__Extract provided__
◇ ◇ ◇ ◇ ◇ ◇ ◇
This repository implements the model proposed in the paper:
Kin Wai Lau, Yasar Abbas Ur Rehman, Lai-Man Po, AudioRepInceptionNeXt: A lightweight single-stream architecture for efficient audio recognition
The implementation code is based on the Slow-Fast Auditory Streams for Audio Recognition, ICASSP, 2021. For more information, please refer to the link.
When using this code, kindly reference:
@article{lau2024audiorepinceptionnext,
title={AudioRepInceptionNeXt: A lightweight single-stream architecture for efficient audio recognition},
author={Lau, Kin Wai and Rehman, Yasar Abbas Ur and Po, Lai-Man},
journal={Neurocomputing},
pages={127432},
year={2024},
publisher={Elsevier}
}
You can download our pretrained models as follow:
- AudioRepInceptionNeXt (VGG-Sound) link
- AudioRepInceptionNeXt (EPIC-Sound) link
- AudioRepInceptionNeXt (EPIC-Kitchens-100) link
- AudioRepInceptionNeXt (Speech Commands V2) link
- AudioRepInceptionNeXt (Urban Sound 8K) link
- AudioRepInceptionNeXt (NSynth) link
- Requirements:
- Add this repository to $PYTHONPATH.
◇ ◇ ◇ ◇ ◇ ◇ ◇
__Raw data__
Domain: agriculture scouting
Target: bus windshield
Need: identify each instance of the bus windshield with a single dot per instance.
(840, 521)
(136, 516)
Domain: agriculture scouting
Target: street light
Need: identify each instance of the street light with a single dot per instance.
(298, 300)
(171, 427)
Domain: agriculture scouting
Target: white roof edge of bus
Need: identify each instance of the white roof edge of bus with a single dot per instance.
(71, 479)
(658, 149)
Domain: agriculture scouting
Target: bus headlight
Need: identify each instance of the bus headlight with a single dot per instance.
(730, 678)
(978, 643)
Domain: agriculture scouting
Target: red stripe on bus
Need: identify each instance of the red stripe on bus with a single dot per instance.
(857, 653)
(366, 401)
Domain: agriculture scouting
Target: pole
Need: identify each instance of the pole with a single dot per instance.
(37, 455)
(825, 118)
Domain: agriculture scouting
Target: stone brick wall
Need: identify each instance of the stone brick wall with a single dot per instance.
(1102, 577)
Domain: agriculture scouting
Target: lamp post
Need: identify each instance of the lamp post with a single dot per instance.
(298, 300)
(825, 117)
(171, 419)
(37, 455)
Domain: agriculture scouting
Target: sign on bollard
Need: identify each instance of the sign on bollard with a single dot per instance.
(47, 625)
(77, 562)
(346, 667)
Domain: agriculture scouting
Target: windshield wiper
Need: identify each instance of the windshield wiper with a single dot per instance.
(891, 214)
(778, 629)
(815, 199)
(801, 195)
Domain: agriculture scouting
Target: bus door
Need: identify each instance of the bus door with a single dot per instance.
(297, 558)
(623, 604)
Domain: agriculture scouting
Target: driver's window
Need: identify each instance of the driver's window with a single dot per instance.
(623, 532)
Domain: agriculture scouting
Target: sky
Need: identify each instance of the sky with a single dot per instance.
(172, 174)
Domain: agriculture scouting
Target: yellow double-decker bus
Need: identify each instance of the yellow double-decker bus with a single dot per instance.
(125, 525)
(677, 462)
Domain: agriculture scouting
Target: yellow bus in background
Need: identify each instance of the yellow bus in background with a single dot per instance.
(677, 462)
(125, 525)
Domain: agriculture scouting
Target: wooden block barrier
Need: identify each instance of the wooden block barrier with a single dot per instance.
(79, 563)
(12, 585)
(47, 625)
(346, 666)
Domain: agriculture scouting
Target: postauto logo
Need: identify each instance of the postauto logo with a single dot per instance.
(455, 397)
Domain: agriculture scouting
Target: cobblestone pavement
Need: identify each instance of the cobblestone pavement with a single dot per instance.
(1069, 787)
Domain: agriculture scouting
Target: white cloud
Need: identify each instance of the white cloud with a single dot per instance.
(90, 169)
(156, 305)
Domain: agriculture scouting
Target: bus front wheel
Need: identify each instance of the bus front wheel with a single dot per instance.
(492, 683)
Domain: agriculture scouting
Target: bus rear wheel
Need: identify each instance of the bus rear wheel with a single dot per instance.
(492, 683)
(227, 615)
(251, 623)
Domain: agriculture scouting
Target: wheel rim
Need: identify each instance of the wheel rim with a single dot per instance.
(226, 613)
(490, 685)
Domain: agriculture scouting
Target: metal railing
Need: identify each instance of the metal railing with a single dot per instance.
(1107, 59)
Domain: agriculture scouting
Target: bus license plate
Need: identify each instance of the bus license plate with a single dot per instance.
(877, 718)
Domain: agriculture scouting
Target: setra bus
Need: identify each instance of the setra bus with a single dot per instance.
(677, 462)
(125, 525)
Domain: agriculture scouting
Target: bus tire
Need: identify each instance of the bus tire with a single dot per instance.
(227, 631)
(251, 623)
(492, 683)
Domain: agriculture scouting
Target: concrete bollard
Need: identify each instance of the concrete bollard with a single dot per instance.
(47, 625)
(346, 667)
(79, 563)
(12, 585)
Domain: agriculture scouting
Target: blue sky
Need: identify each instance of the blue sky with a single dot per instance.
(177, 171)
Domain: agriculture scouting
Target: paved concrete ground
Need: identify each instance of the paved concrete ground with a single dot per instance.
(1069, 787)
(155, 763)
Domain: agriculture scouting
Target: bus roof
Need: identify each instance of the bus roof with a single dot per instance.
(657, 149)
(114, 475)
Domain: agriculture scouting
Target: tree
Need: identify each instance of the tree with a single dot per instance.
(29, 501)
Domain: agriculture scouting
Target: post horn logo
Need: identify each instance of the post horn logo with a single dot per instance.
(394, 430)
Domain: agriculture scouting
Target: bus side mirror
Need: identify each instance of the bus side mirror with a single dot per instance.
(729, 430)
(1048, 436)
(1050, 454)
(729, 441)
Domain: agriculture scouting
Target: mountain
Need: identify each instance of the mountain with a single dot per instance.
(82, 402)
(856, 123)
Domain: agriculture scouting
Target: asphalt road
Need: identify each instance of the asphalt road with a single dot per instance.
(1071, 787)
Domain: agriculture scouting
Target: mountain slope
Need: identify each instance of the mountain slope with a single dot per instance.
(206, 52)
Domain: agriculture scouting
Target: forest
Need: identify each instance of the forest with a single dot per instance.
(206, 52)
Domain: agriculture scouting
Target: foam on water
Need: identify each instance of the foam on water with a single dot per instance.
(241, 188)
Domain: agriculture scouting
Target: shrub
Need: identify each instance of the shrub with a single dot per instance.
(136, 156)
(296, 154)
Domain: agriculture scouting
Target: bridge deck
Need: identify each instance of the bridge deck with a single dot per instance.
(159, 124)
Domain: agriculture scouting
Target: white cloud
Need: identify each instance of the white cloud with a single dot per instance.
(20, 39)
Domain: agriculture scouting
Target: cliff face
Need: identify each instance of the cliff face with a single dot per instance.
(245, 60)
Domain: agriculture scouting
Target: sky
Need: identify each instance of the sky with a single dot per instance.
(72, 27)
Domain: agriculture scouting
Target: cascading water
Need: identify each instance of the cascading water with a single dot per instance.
◇ ◇ ◇ ◇ ◇ ◇ ◇
__Goal A__
Using the AudioRepInceptionNeXt repository page, decide whether each statement agrees with it: (i) the implementation code is based on Slow-Fast Auditory Streams for Audio Recognition; (ii) the paper came out in 2023; (iii) the paper appeared in the journal Neurocomputing. For each one, give yes or no and quote the words of the page that settle it.
__Goal B__
Pick out every line of the rows that contains the string "license". Case counts, so match it exactly.

__Task answer A__
(i) Yes: "The implementation code is based on the Slow-Fast Auditory Streams for Audio Recognition, ICASSP, 2021."
(ii) No: "year={2024}"
(iii) Yes: "journal={Neurocomputing}"

__Task answer B__
Target: bus license plate
Need: identify each instance of the bus license plate with a single dot per instance.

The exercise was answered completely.